>> Start Provided data

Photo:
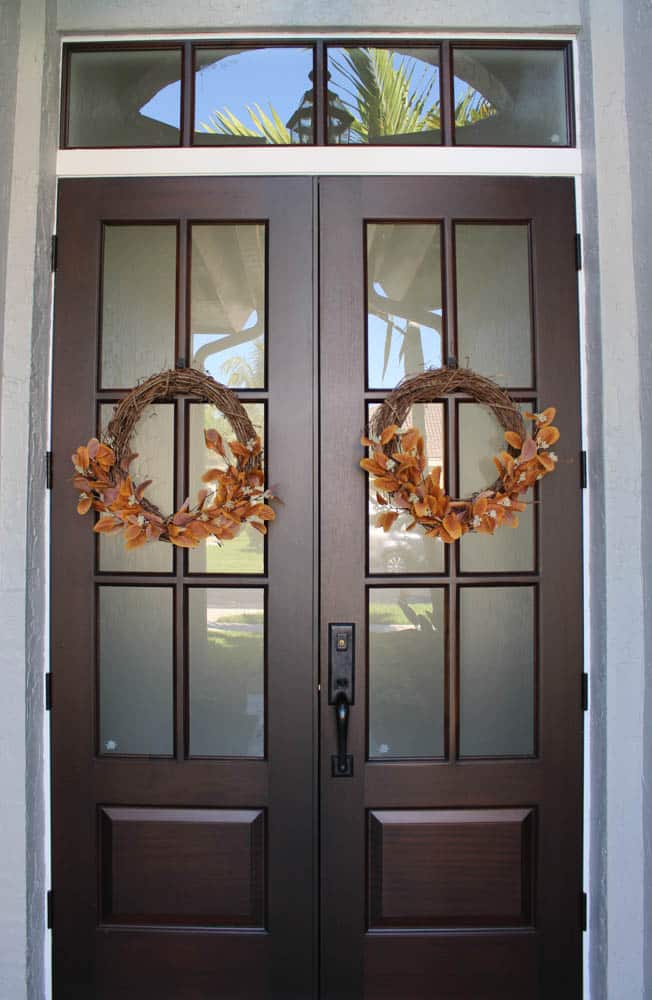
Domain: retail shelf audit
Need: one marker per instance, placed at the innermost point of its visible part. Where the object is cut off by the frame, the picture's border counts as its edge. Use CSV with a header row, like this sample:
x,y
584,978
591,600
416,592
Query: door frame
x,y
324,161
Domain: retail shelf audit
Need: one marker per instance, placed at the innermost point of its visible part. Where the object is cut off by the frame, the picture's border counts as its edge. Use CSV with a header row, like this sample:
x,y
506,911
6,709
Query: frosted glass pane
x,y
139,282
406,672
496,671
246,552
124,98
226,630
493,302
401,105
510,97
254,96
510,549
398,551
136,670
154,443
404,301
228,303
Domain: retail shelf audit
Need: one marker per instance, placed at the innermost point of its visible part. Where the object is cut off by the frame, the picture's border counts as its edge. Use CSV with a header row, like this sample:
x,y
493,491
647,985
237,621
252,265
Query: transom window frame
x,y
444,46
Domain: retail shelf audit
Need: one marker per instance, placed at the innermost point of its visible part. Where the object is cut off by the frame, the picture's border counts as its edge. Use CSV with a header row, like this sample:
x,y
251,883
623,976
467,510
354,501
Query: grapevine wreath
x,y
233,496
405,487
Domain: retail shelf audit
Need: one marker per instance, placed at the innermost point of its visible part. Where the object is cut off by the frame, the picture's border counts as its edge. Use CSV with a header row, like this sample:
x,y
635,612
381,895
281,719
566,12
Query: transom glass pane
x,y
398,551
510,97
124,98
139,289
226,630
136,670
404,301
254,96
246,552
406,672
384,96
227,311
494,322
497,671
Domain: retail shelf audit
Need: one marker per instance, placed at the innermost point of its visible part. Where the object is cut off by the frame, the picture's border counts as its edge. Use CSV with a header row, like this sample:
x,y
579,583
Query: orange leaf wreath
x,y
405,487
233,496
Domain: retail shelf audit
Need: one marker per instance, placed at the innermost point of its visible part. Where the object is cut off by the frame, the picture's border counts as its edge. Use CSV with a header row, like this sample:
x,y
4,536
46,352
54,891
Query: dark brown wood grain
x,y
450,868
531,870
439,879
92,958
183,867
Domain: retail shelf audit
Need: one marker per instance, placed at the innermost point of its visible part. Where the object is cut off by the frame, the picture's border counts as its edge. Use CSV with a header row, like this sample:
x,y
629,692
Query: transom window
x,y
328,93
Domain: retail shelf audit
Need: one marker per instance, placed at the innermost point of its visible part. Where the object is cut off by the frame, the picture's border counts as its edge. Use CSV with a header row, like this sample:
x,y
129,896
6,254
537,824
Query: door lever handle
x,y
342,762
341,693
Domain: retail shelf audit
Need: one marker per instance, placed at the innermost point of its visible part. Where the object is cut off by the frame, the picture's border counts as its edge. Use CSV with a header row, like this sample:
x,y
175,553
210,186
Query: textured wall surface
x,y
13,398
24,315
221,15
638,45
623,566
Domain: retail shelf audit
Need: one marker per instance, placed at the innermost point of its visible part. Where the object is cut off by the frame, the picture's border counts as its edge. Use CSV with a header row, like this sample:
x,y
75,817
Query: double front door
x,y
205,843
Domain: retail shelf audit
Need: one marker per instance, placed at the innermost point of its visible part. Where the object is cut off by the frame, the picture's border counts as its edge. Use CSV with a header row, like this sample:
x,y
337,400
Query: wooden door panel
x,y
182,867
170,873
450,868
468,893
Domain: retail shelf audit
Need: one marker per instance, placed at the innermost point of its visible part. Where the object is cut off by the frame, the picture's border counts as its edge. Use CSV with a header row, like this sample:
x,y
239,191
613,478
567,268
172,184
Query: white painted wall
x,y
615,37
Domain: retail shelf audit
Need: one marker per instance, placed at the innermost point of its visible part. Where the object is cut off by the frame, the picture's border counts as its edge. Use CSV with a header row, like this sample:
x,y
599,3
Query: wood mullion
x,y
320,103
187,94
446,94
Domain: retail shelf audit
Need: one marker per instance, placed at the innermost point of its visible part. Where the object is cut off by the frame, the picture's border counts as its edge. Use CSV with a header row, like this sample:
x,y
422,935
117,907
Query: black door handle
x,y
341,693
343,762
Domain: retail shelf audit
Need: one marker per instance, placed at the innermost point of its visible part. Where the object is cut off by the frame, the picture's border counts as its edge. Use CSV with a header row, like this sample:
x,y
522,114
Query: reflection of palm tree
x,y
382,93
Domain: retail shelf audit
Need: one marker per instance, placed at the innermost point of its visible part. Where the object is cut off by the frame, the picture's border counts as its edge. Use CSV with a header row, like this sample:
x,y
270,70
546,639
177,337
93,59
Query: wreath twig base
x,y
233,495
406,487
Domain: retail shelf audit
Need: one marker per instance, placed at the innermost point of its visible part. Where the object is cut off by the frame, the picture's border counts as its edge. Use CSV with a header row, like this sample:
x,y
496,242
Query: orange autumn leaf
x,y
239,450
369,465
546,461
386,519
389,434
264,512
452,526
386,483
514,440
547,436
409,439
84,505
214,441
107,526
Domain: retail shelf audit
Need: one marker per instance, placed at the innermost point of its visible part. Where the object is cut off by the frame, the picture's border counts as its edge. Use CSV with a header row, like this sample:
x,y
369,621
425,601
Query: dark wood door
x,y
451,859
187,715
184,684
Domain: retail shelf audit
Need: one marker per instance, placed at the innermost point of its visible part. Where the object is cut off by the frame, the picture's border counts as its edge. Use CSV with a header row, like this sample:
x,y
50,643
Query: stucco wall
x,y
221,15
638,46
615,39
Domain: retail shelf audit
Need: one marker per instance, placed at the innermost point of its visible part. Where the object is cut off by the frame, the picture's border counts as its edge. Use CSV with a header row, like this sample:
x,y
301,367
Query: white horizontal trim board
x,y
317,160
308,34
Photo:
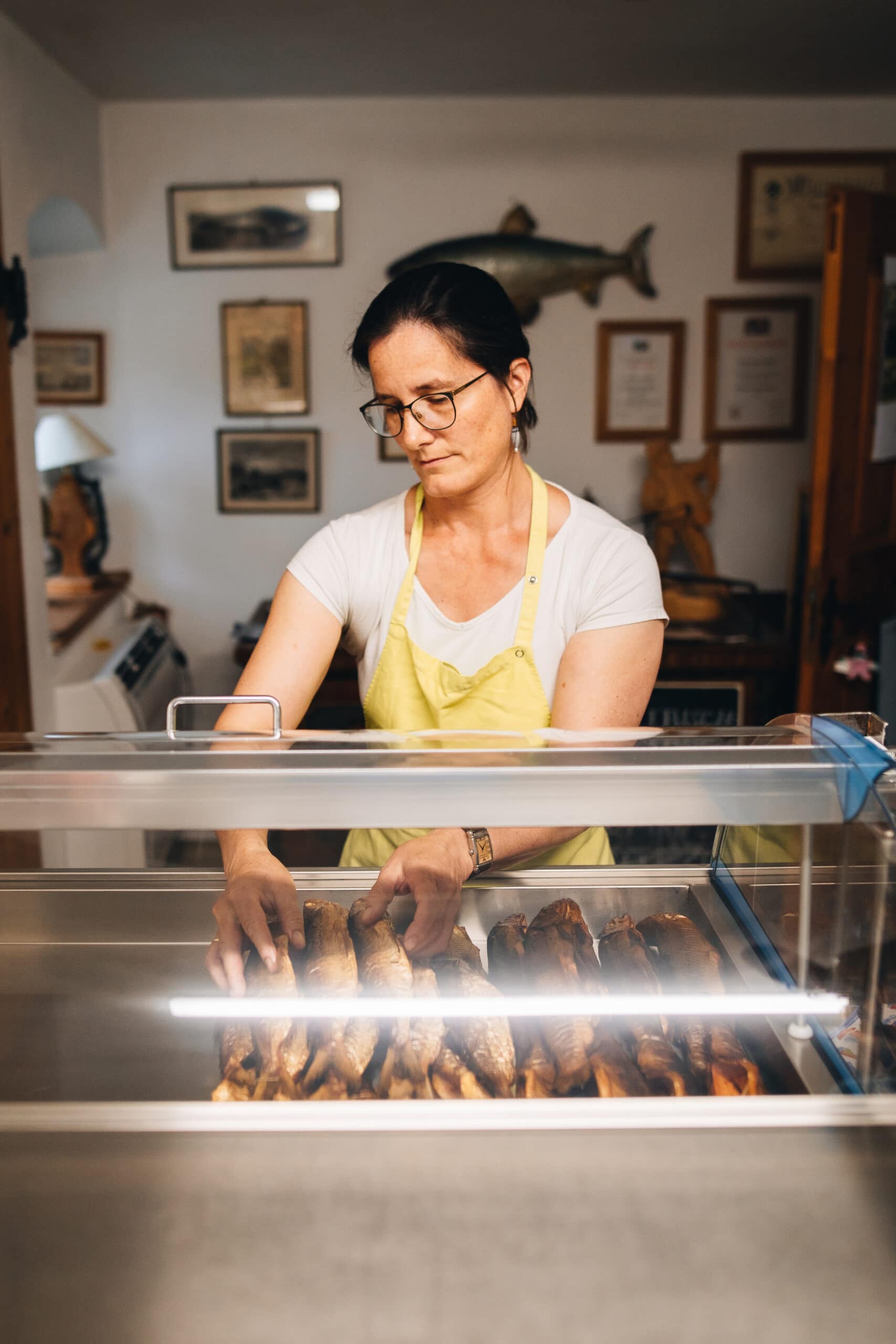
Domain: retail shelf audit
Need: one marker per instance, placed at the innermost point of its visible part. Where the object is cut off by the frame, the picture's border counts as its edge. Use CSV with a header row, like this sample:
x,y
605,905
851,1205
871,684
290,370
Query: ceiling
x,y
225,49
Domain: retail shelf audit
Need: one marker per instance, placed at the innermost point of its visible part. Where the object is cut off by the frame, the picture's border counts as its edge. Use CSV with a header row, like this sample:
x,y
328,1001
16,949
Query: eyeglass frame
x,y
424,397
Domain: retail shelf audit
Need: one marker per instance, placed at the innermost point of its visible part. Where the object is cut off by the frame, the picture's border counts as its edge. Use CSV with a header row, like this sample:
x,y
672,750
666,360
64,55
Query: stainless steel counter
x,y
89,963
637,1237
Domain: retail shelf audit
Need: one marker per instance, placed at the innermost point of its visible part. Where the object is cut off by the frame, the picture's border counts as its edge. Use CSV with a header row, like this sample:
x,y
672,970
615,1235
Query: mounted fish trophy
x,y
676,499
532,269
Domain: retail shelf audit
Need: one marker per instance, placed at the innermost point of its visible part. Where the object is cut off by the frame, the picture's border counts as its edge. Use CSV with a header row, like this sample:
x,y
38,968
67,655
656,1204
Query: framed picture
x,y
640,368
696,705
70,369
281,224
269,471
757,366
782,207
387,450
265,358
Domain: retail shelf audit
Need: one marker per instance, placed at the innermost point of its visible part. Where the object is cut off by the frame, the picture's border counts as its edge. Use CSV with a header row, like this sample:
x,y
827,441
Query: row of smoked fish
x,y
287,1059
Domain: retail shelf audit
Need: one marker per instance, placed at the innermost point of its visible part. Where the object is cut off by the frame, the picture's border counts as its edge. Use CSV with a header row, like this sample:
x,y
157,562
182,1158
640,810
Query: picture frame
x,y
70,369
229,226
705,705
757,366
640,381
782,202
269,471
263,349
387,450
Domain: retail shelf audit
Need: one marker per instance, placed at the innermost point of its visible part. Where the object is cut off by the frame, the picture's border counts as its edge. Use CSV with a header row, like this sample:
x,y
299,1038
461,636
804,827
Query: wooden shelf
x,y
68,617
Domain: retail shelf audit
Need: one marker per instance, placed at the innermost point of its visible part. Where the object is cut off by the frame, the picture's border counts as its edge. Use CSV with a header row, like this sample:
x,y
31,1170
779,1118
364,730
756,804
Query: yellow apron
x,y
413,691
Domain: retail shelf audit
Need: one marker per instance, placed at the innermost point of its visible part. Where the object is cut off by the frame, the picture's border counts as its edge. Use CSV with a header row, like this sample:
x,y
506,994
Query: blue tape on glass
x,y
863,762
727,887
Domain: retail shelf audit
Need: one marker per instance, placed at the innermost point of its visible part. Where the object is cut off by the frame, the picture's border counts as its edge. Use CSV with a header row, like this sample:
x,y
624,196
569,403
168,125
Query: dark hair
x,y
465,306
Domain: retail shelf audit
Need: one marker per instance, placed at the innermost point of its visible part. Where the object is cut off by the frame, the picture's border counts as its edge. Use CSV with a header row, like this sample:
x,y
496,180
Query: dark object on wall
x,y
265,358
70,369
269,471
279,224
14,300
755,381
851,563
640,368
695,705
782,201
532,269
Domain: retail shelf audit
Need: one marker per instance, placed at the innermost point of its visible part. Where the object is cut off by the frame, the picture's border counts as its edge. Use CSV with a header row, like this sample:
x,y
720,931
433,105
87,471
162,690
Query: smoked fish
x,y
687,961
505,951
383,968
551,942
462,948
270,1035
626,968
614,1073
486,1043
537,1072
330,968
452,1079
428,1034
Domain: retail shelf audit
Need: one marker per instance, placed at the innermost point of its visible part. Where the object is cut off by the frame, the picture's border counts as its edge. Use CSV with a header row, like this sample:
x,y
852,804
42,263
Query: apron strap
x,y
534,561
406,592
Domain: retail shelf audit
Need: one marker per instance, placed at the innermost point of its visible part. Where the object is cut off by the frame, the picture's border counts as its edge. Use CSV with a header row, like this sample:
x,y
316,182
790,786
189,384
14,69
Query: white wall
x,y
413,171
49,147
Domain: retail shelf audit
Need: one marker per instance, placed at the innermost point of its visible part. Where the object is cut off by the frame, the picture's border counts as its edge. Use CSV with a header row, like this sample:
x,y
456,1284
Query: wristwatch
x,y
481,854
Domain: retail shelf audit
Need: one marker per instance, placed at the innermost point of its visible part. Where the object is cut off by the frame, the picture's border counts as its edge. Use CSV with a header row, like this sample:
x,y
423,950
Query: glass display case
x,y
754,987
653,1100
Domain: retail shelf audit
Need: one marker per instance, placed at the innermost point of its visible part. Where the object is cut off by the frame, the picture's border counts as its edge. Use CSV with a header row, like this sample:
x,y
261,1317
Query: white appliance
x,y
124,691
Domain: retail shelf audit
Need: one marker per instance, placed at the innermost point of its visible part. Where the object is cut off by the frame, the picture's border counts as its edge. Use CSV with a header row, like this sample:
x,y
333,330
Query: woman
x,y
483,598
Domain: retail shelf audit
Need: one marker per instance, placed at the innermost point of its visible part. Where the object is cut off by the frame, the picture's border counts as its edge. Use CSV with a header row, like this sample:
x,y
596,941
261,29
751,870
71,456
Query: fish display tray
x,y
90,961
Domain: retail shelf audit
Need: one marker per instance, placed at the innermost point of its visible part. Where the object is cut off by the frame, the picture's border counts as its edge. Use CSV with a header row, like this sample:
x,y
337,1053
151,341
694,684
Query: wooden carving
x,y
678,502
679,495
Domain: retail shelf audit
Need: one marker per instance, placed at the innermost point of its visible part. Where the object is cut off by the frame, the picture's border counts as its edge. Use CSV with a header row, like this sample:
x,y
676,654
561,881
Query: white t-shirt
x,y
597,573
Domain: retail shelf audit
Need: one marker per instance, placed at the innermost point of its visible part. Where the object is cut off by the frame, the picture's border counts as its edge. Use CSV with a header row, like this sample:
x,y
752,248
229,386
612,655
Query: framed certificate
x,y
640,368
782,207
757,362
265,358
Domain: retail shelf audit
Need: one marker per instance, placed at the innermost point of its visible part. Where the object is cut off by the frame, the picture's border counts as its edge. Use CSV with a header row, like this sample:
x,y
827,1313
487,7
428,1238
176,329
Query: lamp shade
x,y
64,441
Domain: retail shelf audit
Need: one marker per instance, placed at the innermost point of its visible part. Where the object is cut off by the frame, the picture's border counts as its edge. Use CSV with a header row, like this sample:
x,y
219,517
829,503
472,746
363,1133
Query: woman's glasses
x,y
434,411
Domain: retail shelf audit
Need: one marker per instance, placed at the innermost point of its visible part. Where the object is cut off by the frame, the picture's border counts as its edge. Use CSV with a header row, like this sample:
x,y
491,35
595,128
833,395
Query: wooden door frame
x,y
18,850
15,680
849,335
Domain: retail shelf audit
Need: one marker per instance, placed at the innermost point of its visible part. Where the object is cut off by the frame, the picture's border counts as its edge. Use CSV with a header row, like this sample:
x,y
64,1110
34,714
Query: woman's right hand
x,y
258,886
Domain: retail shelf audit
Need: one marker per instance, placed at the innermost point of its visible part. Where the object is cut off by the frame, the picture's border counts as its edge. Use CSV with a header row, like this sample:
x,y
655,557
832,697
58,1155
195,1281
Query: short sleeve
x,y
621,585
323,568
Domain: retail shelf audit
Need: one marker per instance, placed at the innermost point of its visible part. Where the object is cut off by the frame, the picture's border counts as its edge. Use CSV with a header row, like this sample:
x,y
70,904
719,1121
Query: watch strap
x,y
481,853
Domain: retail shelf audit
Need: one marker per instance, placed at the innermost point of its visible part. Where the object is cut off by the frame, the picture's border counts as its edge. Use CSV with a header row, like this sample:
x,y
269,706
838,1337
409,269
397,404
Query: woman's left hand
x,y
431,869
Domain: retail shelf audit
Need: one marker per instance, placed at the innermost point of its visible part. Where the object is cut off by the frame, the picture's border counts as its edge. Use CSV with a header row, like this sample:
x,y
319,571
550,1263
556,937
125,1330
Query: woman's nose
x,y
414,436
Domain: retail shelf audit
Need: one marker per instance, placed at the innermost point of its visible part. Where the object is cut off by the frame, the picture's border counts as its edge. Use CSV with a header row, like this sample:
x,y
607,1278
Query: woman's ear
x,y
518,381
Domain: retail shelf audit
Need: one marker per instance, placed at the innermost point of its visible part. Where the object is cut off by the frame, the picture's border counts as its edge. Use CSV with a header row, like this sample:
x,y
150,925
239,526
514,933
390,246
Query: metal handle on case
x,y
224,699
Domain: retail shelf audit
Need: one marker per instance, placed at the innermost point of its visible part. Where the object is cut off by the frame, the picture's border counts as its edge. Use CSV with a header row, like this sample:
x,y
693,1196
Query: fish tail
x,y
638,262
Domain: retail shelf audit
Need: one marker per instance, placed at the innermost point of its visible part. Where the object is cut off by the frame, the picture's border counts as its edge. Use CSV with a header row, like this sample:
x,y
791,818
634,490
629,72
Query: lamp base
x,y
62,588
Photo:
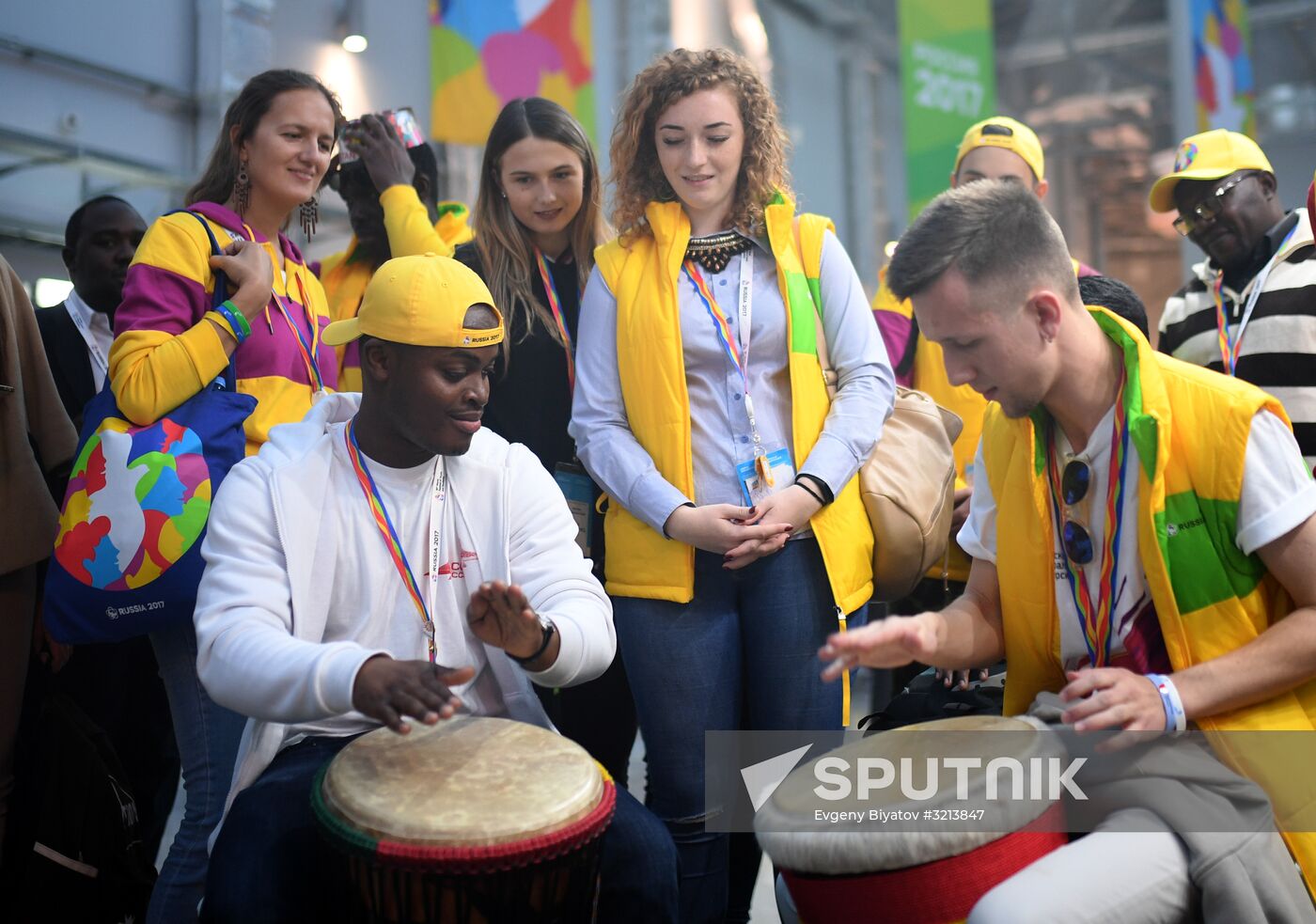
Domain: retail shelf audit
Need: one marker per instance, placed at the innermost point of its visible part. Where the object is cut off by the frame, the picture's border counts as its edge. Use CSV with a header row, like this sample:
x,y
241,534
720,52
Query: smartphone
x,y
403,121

>> End Provided data

Exercise
Pick out every line in the entries above that contains the word "smoked", and copy each one as it appears. Case counts.

Solution to the problem
Query: row of smoked fish
Query: smoked fish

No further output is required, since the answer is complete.